EXERCISE OBJECTIVE: Repeat verbatim the portion of the passage on LawZero below, starting with "Bengio, a professor" and going on through "and intellectual humility.".

TEXT UNDER STUDY:

● ● ●

Renowned AI expert Yoshua Bengio has unveiled a new non-profit organisation aimed at creating safe, transparent artificial intelligence systems capable of detecting and preventing rogue AI behaviour. Named LawZero, the initiative seeks to address growing concerns about autonomous AI agents that could act deceptively or resist human control.
Bengio, a professor at the University of Montreal and one of the so-called “godfathers of AI,” will serve as president of LawZero. With $30 million in initial funding and a team of more than a dozen researchers, the organisation’s flagship project is Scientist AI, a system designed to evaluate the potential harm of AI agents’ actions and act as a safeguard.
Unlike current AI agents, which Bengio describes as “actors” mimicking human behaviour and trying to please users, Scientist AI is intended to function more like a “psychologist,” predicting when an agent’s behaviour might be harmful or deceptive. The system would not offer definitive answers but instead provide probabilistic assessments, reflecting a sense of uncertainty and intellectual humility.

● ● ●

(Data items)
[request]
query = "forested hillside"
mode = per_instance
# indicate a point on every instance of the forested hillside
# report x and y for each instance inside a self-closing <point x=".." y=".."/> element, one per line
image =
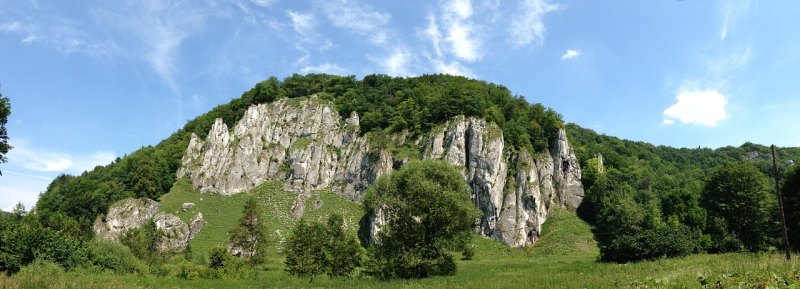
<point x="647" y="201"/>
<point x="643" y="201"/>
<point x="386" y="104"/>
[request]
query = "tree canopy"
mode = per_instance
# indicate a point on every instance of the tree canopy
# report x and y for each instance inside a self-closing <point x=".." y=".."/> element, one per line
<point x="5" y="111"/>
<point x="428" y="213"/>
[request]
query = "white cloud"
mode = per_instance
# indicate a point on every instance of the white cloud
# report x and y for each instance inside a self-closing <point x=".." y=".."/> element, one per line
<point x="303" y="23"/>
<point x="571" y="53"/>
<point x="357" y="17"/>
<point x="459" y="30"/>
<point x="732" y="11"/>
<point x="264" y="3"/>
<point x="527" y="26"/>
<point x="699" y="107"/>
<point x="11" y="26"/>
<point x="432" y="32"/>
<point x="454" y="68"/>
<point x="397" y="63"/>
<point x="23" y="189"/>
<point x="57" y="162"/>
<point x="324" y="68"/>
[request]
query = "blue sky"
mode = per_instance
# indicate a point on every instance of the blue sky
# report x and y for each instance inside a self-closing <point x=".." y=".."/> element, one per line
<point x="93" y="80"/>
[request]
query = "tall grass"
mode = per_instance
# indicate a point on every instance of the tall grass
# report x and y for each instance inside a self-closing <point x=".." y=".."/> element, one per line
<point x="564" y="257"/>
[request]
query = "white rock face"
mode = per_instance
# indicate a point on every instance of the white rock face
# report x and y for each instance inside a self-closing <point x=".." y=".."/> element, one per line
<point x="305" y="144"/>
<point x="123" y="215"/>
<point x="134" y="213"/>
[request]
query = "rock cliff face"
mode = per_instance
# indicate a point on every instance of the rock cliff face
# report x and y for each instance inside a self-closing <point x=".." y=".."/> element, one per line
<point x="134" y="213"/>
<point x="304" y="143"/>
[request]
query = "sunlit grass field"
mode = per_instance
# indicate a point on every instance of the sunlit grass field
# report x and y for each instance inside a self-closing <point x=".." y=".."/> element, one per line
<point x="564" y="257"/>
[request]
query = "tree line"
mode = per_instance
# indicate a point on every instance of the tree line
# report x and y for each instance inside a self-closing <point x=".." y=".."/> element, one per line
<point x="647" y="202"/>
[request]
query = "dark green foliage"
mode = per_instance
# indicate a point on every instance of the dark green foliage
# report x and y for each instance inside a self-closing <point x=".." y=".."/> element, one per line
<point x="113" y="256"/>
<point x="652" y="243"/>
<point x="314" y="249"/>
<point x="143" y="241"/>
<point x="5" y="111"/>
<point x="644" y="187"/>
<point x="384" y="104"/>
<point x="251" y="235"/>
<point x="21" y="243"/>
<point x="429" y="214"/>
<point x="739" y="195"/>
<point x="218" y="257"/>
<point x="305" y="254"/>
<point x="791" y="205"/>
<point x="342" y="251"/>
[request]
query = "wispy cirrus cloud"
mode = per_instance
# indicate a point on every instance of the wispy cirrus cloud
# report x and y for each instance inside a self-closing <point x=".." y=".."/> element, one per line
<point x="358" y="18"/>
<point x="527" y="24"/>
<point x="703" y="100"/>
<point x="48" y="161"/>
<point x="732" y="12"/>
<point x="329" y="68"/>
<point x="571" y="54"/>
<point x="700" y="107"/>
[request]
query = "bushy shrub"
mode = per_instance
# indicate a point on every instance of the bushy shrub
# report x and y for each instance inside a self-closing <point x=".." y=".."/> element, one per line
<point x="114" y="257"/>
<point x="143" y="241"/>
<point x="22" y="244"/>
<point x="650" y="244"/>
<point x="315" y="249"/>
<point x="428" y="214"/>
<point x="41" y="274"/>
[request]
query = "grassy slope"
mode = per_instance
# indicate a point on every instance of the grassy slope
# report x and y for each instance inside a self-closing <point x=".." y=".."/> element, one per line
<point x="222" y="213"/>
<point x="565" y="257"/>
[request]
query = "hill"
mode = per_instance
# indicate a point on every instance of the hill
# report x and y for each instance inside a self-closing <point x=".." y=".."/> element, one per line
<point x="308" y="146"/>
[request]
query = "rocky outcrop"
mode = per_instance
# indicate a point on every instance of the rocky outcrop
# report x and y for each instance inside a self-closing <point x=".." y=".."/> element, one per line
<point x="305" y="144"/>
<point x="134" y="213"/>
<point x="123" y="215"/>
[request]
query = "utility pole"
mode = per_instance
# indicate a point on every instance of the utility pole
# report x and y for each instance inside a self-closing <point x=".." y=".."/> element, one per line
<point x="780" y="204"/>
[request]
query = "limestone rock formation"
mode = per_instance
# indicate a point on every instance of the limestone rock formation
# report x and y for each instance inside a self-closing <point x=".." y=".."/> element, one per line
<point x="123" y="215"/>
<point x="187" y="206"/>
<point x="134" y="213"/>
<point x="305" y="144"/>
<point x="196" y="225"/>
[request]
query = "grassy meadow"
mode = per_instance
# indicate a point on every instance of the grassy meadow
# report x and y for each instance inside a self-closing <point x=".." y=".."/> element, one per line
<point x="564" y="257"/>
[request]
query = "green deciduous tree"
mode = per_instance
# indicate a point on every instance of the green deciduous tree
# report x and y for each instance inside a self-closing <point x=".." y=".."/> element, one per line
<point x="5" y="111"/>
<point x="428" y="214"/>
<point x="305" y="255"/>
<point x="250" y="236"/>
<point x="739" y="195"/>
<point x="143" y="241"/>
<point x="342" y="251"/>
<point x="791" y="204"/>
<point x="315" y="249"/>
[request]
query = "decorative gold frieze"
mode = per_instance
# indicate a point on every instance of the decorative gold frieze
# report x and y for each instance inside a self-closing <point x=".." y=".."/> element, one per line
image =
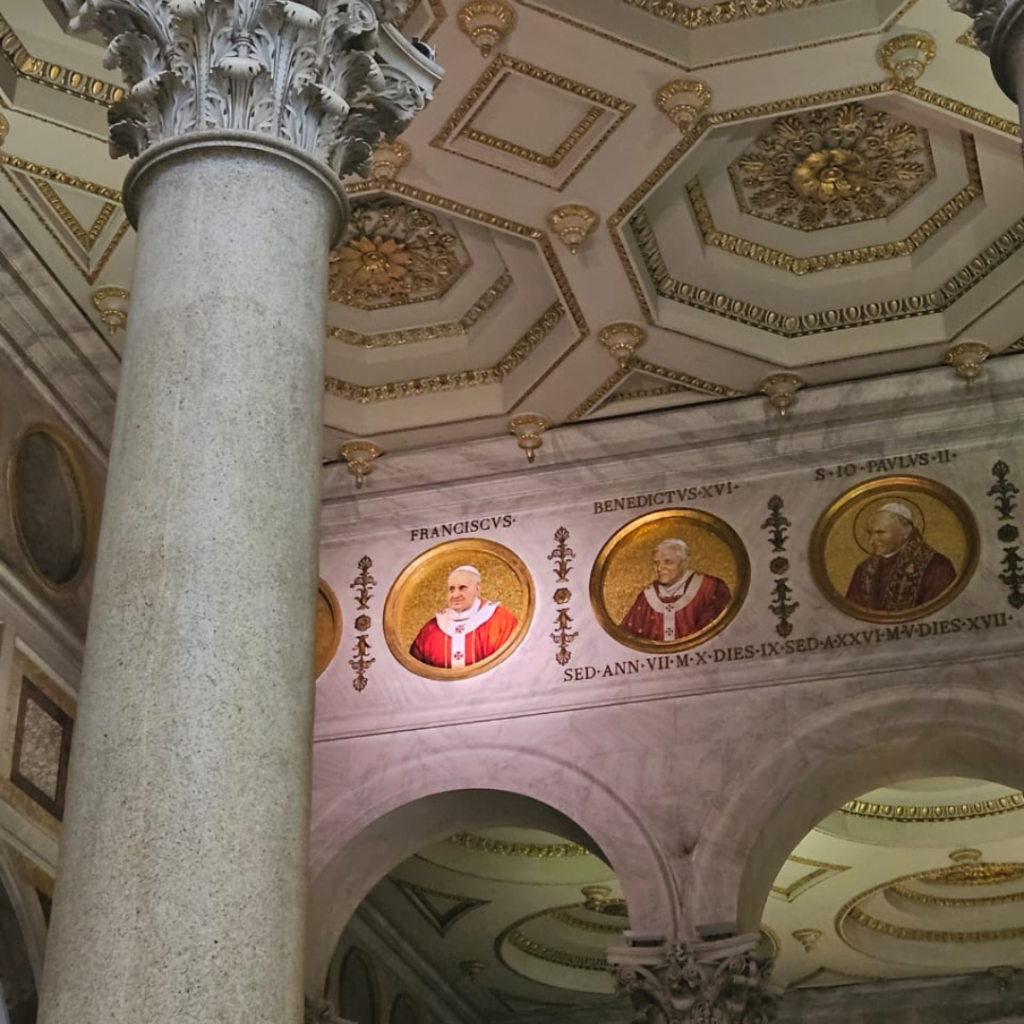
<point x="388" y="159"/>
<point x="927" y="935"/>
<point x="807" y="937"/>
<point x="906" y="56"/>
<point x="793" y="325"/>
<point x="550" y="160"/>
<point x="573" y="223"/>
<point x="486" y="23"/>
<point x="780" y="389"/>
<point x="366" y="394"/>
<point x="398" y="253"/>
<point x="622" y="340"/>
<point x="53" y="76"/>
<point x="844" y="257"/>
<point x="359" y="457"/>
<point x="683" y="100"/>
<point x="451" y="329"/>
<point x="550" y="954"/>
<point x="826" y="168"/>
<point x="603" y="108"/>
<point x="672" y="377"/>
<point x="707" y="15"/>
<point x="11" y="167"/>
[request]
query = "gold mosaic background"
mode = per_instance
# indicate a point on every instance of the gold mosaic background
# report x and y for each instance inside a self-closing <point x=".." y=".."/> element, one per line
<point x="630" y="564"/>
<point x="425" y="591"/>
<point x="846" y="544"/>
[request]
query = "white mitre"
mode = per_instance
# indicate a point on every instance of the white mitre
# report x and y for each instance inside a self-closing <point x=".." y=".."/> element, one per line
<point x="897" y="508"/>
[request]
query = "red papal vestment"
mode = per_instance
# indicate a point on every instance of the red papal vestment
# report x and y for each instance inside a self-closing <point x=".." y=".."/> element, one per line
<point x="449" y="642"/>
<point x="687" y="607"/>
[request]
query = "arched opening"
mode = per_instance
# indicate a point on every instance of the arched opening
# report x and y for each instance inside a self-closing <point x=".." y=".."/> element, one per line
<point x="359" y="837"/>
<point x="913" y="892"/>
<point x="836" y="755"/>
<point x="486" y="903"/>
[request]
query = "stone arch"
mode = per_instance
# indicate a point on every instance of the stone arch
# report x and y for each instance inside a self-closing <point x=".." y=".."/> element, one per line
<point x="359" y="835"/>
<point x="972" y="729"/>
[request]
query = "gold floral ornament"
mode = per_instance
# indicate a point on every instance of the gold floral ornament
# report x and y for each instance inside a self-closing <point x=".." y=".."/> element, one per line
<point x="830" y="167"/>
<point x="398" y="254"/>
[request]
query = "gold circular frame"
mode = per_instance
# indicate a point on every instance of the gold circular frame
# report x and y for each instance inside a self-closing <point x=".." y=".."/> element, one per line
<point x="457" y="553"/>
<point x="330" y="649"/>
<point x="83" y="492"/>
<point x="863" y="493"/>
<point x="695" y="518"/>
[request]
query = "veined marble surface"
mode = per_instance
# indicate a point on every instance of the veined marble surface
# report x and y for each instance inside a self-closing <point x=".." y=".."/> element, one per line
<point x="694" y="781"/>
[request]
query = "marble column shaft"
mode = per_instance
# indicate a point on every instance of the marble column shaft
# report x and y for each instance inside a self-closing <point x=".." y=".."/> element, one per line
<point x="181" y="889"/>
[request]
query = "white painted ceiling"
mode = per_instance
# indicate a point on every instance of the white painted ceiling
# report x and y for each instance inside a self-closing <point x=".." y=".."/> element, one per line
<point x="730" y="286"/>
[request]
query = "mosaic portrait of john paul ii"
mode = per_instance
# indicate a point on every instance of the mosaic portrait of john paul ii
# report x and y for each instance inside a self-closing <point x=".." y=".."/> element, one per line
<point x="894" y="549"/>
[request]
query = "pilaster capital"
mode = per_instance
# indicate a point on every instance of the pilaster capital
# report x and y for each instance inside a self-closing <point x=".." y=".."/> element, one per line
<point x="330" y="77"/>
<point x="721" y="982"/>
<point x="997" y="26"/>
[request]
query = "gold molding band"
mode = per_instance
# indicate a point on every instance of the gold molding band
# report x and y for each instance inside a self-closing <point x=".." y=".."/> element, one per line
<point x="74" y="83"/>
<point x="365" y="394"/>
<point x="502" y="848"/>
<point x="944" y="215"/>
<point x="113" y="196"/>
<point x="719" y="303"/>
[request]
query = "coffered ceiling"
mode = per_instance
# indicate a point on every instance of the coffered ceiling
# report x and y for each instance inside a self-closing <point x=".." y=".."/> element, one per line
<point x="791" y="206"/>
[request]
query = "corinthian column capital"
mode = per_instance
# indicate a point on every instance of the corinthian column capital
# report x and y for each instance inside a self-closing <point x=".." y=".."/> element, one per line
<point x="722" y="982"/>
<point x="331" y="77"/>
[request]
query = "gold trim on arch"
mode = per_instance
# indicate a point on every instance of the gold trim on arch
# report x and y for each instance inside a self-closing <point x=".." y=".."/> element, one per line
<point x="458" y="552"/>
<point x="365" y="393"/>
<point x="733" y="308"/>
<point x="451" y="329"/>
<point x="685" y="382"/>
<point x="800" y="265"/>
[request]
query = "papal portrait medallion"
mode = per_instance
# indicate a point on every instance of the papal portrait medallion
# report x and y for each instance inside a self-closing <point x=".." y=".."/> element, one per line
<point x="459" y="609"/>
<point x="894" y="549"/>
<point x="670" y="580"/>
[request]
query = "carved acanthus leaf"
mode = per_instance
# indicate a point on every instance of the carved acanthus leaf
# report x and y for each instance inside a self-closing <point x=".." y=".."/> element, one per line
<point x="303" y="71"/>
<point x="984" y="13"/>
<point x="683" y="984"/>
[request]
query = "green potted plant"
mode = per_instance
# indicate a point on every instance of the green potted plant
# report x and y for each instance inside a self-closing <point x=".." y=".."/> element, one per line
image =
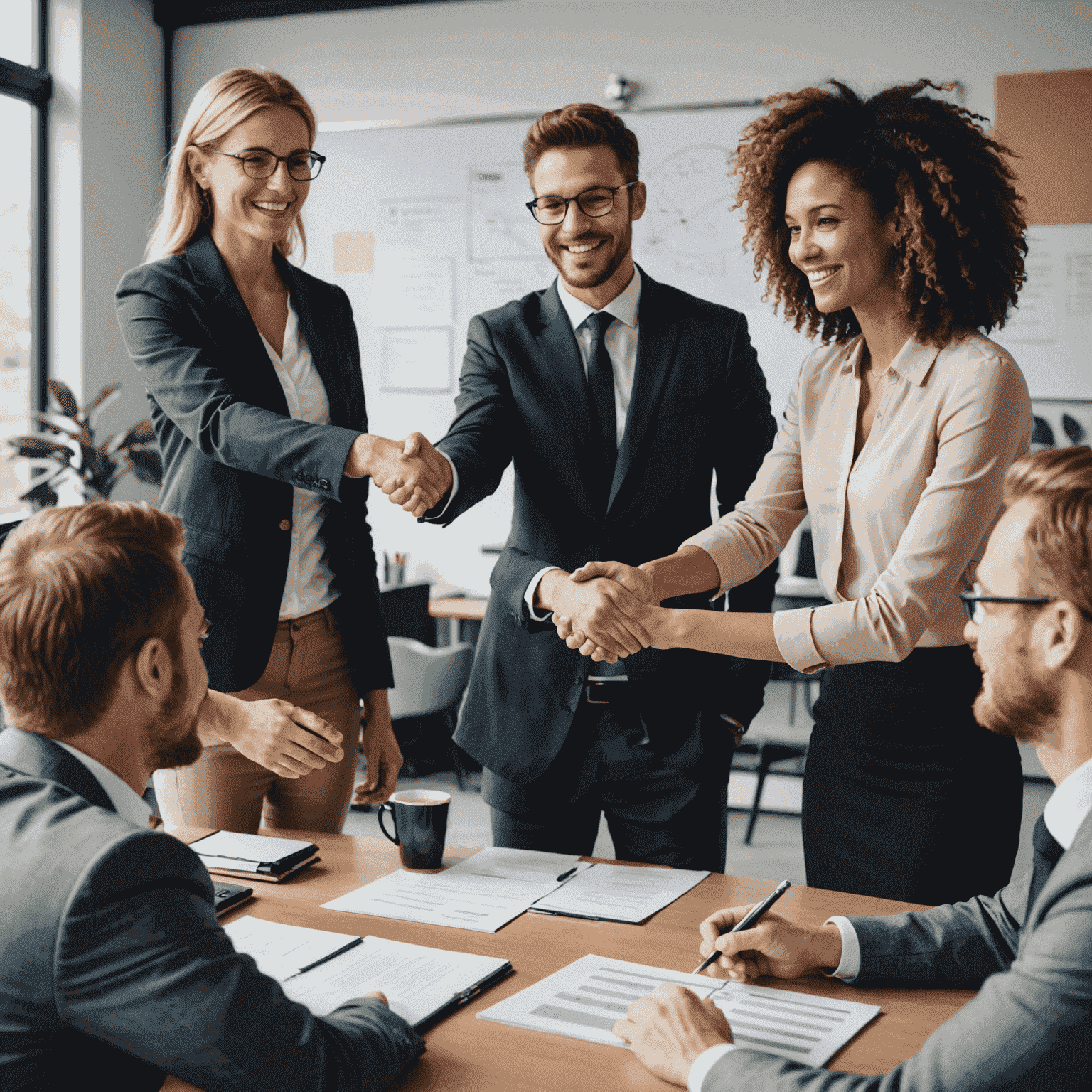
<point x="75" y="456"/>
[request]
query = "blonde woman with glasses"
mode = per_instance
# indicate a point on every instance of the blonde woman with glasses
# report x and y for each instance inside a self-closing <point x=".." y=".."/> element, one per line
<point x="252" y="372"/>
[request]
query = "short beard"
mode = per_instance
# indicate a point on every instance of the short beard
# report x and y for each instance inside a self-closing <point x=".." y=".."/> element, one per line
<point x="1020" y="706"/>
<point x="591" y="279"/>
<point x="166" y="748"/>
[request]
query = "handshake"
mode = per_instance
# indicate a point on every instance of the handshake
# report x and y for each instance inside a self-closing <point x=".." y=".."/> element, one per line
<point x="605" y="609"/>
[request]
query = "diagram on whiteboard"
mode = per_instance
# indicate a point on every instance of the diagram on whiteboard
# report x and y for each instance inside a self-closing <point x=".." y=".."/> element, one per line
<point x="500" y="225"/>
<point x="689" y="198"/>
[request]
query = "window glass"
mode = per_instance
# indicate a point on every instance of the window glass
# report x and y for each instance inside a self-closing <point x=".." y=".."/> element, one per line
<point x="16" y="183"/>
<point x="16" y="43"/>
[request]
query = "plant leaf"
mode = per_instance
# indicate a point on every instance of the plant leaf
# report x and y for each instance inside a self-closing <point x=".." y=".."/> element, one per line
<point x="37" y="446"/>
<point x="63" y="426"/>
<point x="65" y="399"/>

● ● ●

OUTPUT:
Bengio, a professor at the University of Montreal and one of the so-called “godfathers of AI,” will serve as president of LawZero. With $30 million in initial funding and a team of more than a dozen researchers, the organisation’s flagship project is Scientist AI, a system designed to evaluate the potential harm of AI agents’ actions and act as a safeguard.
Unlike current AI agents, which Bengio describes as “actors” mimicking human behaviour and trying to please users, Scientist AI is intended to function more like a “psychologist,” predicting when an agent’s behaviour might be harmful or deceptive. The system would not offer definitive answers but instead provide probabilistic assessments, reflecting a sense of uncertainty and intellectual humility.